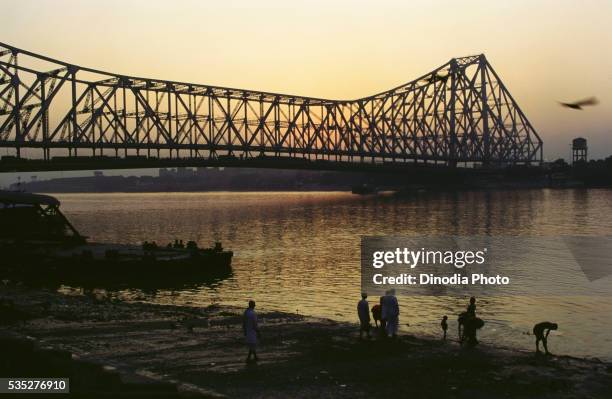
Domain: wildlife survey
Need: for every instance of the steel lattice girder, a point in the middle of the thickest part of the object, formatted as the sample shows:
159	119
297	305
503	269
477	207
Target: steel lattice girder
459	112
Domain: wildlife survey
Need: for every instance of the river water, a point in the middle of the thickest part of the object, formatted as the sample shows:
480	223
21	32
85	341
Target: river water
300	251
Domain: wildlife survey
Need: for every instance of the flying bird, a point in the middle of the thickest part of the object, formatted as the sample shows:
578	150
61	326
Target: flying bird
581	103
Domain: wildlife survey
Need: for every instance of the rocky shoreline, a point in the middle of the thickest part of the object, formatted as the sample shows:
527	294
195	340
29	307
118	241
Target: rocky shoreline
177	351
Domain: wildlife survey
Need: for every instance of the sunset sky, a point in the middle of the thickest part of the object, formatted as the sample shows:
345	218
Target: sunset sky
544	51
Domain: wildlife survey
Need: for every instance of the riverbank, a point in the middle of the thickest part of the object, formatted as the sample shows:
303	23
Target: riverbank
201	351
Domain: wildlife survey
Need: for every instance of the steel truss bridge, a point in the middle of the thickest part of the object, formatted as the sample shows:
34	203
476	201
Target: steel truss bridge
460	112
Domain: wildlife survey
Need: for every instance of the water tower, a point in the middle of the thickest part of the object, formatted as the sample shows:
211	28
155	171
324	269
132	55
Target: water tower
579	148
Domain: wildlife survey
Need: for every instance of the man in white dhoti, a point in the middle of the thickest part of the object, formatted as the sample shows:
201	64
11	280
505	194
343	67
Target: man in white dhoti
391	312
251	330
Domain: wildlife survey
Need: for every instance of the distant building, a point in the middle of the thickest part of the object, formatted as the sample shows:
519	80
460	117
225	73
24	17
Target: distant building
579	150
163	172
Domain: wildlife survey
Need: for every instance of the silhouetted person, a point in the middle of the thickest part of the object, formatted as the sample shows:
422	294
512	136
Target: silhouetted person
444	325
471	309
376	311
470	326
538	331
390	312
251	330
363	311
383	320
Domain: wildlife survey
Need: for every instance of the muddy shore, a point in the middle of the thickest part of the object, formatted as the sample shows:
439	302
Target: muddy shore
200	352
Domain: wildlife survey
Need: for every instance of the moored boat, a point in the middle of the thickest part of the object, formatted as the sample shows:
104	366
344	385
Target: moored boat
38	244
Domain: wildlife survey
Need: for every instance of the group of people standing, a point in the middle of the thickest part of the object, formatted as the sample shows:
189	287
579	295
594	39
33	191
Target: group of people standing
386	312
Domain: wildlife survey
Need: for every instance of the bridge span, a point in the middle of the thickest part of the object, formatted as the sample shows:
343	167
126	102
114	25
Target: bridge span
53	113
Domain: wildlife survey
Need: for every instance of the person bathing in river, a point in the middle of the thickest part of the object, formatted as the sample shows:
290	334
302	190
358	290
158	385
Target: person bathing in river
251	330
471	309
444	325
470	313
390	313
538	331
363	311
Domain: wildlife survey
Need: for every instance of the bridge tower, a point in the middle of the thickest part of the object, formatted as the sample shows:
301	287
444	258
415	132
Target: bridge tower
579	150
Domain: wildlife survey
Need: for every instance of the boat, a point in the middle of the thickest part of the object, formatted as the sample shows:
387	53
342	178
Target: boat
38	244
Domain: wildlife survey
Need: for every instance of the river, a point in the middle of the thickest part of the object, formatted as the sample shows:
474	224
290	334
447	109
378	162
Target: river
300	251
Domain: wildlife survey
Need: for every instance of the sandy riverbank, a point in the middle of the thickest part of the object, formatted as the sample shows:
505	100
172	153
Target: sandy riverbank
201	351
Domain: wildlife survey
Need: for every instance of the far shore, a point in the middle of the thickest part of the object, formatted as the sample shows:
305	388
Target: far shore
201	352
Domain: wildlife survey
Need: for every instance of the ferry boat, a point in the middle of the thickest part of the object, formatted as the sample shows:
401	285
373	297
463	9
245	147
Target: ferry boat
39	245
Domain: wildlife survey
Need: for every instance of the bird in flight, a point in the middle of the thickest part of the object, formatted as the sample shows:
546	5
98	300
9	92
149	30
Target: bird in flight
581	103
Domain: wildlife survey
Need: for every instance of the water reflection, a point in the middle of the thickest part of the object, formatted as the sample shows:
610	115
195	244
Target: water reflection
300	251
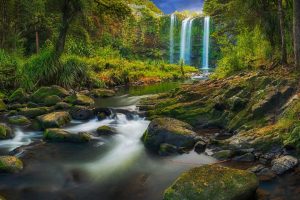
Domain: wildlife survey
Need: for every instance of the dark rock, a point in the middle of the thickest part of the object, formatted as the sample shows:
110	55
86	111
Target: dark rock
81	113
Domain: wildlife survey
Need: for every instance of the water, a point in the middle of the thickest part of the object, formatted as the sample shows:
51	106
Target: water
172	25
205	56
110	167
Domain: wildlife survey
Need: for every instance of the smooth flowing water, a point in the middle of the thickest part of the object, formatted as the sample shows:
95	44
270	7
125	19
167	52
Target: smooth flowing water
172	26
109	167
206	33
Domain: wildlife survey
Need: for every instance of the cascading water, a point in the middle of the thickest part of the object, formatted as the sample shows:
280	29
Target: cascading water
205	56
172	26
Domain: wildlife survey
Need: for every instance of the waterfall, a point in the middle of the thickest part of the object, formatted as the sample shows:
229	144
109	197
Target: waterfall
189	42
172	25
205	56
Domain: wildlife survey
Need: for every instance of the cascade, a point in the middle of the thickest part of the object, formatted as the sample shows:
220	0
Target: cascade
205	56
172	25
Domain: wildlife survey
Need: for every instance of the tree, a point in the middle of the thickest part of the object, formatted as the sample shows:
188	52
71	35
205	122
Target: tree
282	33
297	33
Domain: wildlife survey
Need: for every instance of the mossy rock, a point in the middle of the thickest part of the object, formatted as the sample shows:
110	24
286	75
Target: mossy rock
169	131
80	99
102	93
19	96
19	120
52	100
42	93
6	132
34	112
60	135
10	164
54	120
2	106
213	182
106	130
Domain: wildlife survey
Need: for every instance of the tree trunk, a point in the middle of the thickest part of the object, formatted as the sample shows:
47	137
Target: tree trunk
282	31
297	33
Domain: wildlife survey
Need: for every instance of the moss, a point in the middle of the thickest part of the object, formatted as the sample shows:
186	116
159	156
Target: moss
10	164
212	182
19	120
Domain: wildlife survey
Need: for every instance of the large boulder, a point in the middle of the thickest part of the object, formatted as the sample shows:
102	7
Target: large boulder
33	112
169	131
10	164
283	164
102	93
80	99
19	120
6	132
2	106
40	95
60	135
81	113
213	182
54	120
19	96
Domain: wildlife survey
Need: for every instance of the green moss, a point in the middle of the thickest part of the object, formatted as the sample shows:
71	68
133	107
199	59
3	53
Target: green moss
212	182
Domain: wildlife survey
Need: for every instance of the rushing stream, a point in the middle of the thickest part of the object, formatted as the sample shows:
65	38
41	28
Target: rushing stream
110	167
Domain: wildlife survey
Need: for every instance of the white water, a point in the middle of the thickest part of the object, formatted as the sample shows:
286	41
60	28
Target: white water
205	56
172	25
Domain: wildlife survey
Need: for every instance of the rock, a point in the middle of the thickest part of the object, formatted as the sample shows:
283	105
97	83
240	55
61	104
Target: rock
106	130
54	120
52	100
60	135
200	147
81	113
80	99
213	182
19	96
62	106
40	95
223	155
10	164
102	93
248	157
19	120
283	164
6	132
169	131
167	149
2	106
33	112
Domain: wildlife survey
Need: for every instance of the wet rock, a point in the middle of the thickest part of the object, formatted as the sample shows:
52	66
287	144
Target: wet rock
18	96
10	164
200	147
54	120
223	154
248	157
19	120
42	93
213	182
102	93
106	130
60	135
52	100
167	149
81	113
283	164
6	132
80	99
33	112
168	131
3	106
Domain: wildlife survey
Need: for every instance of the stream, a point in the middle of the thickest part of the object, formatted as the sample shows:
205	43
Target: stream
110	167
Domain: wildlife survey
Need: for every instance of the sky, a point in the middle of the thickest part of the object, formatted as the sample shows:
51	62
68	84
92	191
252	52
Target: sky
169	6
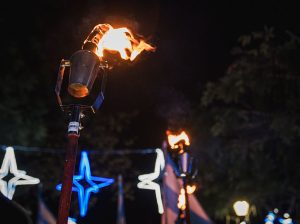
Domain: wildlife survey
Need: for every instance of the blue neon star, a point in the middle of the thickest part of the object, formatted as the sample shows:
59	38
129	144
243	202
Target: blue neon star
85	174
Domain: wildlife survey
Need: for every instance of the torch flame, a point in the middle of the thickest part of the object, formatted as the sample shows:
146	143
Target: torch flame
119	40
175	139
181	200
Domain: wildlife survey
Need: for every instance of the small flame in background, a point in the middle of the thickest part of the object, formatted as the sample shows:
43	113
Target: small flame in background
175	139
119	40
181	200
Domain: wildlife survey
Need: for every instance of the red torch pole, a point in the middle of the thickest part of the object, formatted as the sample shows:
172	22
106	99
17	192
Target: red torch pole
69	167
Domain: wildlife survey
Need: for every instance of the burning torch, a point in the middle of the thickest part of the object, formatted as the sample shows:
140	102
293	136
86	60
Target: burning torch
179	144
85	66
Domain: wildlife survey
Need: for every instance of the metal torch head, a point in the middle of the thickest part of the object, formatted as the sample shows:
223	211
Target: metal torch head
83	72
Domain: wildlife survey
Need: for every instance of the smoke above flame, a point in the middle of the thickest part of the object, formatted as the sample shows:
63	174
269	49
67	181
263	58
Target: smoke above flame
120	40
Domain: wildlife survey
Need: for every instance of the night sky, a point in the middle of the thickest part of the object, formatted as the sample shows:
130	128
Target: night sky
193	41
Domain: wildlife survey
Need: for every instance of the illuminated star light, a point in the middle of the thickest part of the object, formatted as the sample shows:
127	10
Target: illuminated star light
9	165
147	179
85	174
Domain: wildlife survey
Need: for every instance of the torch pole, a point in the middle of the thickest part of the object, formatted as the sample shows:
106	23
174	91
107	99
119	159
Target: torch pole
187	204
69	166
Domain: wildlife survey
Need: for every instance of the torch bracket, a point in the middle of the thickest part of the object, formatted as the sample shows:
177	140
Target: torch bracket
99	99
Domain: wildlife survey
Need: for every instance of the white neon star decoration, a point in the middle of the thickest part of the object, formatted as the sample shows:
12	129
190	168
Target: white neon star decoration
94	183
147	179
9	165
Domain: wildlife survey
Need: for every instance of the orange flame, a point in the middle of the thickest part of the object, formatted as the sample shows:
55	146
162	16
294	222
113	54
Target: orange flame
119	40
181	200
175	139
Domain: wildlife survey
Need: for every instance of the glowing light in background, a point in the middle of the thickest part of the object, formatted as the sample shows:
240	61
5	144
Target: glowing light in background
147	179
71	221
241	208
9	165
181	200
173	140
84	193
191	189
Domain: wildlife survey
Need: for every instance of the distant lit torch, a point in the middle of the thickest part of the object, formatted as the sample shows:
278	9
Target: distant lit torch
85	65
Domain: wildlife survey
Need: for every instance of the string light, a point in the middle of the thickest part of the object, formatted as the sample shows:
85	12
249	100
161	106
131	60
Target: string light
94	187
147	179
9	164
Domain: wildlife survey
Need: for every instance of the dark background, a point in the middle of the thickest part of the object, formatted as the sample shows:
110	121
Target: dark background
193	41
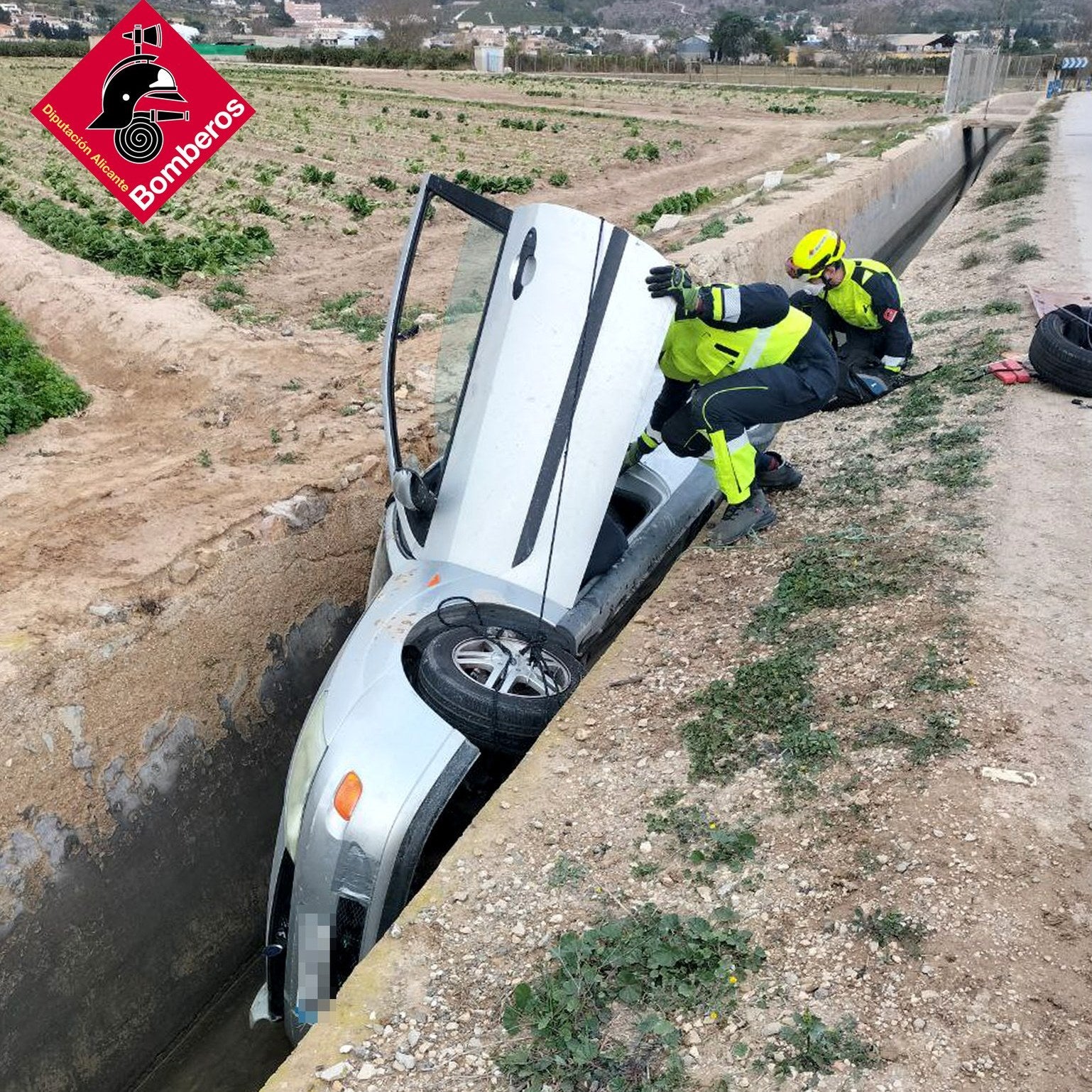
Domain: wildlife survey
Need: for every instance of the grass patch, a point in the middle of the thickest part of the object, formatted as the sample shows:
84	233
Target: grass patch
312	176
146	253
566	870
957	470
32	388
1032	155
493	184
933	317
808	1045
600	1017
890	927
682	204
1002	307
710	844
1011	184
932	677
939	738
842	569
1025	253
359	204
344	314
714	229
860	479
763	714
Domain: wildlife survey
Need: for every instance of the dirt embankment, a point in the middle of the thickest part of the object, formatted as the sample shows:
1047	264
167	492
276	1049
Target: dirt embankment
910	623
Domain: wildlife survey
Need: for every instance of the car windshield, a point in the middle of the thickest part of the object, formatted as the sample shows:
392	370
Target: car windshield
446	295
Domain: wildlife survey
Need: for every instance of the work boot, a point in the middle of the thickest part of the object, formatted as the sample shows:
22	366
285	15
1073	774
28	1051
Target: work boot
781	475
741	520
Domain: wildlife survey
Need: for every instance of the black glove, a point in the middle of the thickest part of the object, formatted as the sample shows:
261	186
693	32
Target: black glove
643	446
675	282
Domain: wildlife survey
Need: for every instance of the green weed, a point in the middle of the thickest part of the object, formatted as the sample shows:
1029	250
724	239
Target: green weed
32	388
343	314
312	176
682	204
929	317
260	205
493	184
933	678
141	253
1011	184
809	1045
765	712
939	738
359	204
890	926
1025	253
710	844
1002	307
533	126
846	568
564	872
650	966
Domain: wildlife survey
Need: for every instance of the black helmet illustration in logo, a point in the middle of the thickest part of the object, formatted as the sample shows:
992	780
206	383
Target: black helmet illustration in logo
137	133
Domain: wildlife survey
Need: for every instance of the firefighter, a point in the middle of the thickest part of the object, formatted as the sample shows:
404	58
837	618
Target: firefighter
860	300
734	357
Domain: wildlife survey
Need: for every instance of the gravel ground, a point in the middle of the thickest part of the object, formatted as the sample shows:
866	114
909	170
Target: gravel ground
893	881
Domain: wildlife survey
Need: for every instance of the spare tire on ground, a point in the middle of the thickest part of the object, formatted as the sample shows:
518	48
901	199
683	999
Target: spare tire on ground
1061	349
495	686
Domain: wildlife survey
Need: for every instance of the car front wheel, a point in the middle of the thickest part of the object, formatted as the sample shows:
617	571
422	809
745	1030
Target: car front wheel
497	687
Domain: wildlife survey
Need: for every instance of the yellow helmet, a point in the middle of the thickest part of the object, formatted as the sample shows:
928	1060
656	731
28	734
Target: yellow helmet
816	251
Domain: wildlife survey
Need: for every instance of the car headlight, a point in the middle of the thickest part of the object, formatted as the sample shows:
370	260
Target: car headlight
310	747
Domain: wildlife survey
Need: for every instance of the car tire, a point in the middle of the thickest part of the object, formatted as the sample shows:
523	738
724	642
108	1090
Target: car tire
1057	349
491	689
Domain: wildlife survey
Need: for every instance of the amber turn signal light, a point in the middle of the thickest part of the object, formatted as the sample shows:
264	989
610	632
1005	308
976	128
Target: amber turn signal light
347	795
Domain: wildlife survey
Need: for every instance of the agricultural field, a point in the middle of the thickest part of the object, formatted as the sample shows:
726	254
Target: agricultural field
300	219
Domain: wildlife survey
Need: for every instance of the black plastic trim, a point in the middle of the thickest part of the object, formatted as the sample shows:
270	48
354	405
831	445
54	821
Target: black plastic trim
570	397
416	836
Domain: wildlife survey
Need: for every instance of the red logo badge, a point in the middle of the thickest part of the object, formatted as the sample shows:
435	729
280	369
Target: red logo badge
143	111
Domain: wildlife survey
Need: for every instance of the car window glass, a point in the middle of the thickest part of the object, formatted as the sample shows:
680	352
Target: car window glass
438	327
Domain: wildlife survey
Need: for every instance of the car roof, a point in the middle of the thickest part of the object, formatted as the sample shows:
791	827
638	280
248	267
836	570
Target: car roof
564	371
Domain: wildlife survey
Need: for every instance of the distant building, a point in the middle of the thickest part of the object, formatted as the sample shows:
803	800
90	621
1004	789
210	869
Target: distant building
304	12
919	43
489	59
189	33
698	47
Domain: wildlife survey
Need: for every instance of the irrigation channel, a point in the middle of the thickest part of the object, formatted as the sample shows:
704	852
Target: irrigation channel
175	1018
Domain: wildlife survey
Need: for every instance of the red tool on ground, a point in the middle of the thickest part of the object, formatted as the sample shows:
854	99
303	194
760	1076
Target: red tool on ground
1009	369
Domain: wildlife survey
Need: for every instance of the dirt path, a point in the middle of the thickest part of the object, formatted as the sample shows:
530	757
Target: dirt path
937	626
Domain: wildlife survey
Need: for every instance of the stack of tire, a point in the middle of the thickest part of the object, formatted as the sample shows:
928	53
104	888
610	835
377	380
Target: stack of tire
1061	349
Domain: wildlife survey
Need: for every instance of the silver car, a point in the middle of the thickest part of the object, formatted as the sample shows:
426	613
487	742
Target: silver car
520	361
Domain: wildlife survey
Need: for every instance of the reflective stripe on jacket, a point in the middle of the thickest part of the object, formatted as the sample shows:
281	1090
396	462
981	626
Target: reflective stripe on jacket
852	298
694	351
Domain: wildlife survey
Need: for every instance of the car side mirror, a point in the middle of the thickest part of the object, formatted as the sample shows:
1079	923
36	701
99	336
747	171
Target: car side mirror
411	491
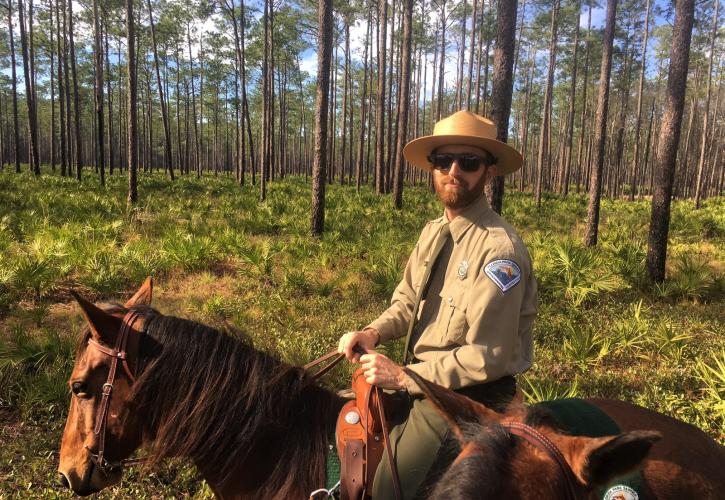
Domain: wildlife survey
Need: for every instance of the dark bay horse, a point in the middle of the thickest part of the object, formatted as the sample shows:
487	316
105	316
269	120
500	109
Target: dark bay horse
253	426
676	460
258	428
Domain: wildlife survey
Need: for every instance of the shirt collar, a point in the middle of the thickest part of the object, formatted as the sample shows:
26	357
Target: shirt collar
470	215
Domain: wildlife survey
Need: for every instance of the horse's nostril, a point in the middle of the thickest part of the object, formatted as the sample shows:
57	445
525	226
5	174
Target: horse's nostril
63	481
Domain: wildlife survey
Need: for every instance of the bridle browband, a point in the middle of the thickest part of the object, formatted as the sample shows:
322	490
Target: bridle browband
119	352
540	441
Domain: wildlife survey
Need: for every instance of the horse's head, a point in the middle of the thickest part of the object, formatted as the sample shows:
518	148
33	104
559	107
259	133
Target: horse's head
100	432
544	463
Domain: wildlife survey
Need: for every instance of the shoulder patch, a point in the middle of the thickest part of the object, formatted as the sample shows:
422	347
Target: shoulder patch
504	273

------------------------

▶ To be done:
How many lines in the records above contain the string "windshield", counting only matches with the same capitalization? Reply with the number alone.

▶ Output of the exercise:
2